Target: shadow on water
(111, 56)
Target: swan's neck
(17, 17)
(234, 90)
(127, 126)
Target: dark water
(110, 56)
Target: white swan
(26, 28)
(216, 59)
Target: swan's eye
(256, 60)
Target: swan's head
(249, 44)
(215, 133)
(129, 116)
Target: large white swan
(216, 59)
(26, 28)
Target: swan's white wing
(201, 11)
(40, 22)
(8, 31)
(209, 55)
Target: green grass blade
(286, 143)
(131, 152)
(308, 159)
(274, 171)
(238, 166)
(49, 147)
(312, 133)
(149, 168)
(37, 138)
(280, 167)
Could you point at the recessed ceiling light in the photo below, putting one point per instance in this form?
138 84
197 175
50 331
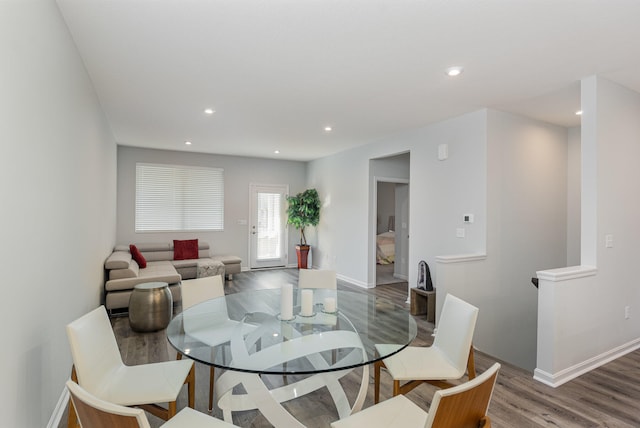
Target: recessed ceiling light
453 71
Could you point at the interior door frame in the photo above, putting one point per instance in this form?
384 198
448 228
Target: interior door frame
374 229
254 188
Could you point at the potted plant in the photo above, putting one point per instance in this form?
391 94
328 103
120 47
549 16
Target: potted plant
303 210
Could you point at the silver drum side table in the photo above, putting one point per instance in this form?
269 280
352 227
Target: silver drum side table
150 307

What you are asked to do: Copy out each line exactly, without the pictures.

Answer for this exercise:
Target: shadow on water
(111, 56)
Target: swan's neck
(17, 17)
(234, 90)
(127, 126)
Target: dark water
(110, 56)
Target: white swan
(26, 28)
(216, 59)
Target: swan's eye
(256, 60)
Target: swan's head
(249, 44)
(215, 133)
(129, 116)
Target: large white swan
(216, 59)
(26, 28)
Target: swan's white wing
(201, 11)
(40, 22)
(8, 31)
(209, 55)
Target: green grass blade
(286, 143)
(131, 152)
(308, 159)
(274, 171)
(238, 166)
(49, 147)
(312, 133)
(149, 168)
(37, 138)
(280, 167)
Could you point at the recessed ceiling light in the photo below, putting one point per instance in this form?
138 84
197 175
50 331
Target: recessed ceiling light
453 71
Could you point at the interior door frame in the photo above, putting one point per instance in this form?
384 198
448 228
Target: interior door frame
374 229
254 188
Could you point at the potted plant in the photo above, putting one point per instance in this form?
391 94
328 103
120 47
549 16
Target: potted plant
303 210
Could you point at the silver drum side table in the photo above, putting one point per instance in this form?
269 280
352 227
Target: silver drum side table
150 307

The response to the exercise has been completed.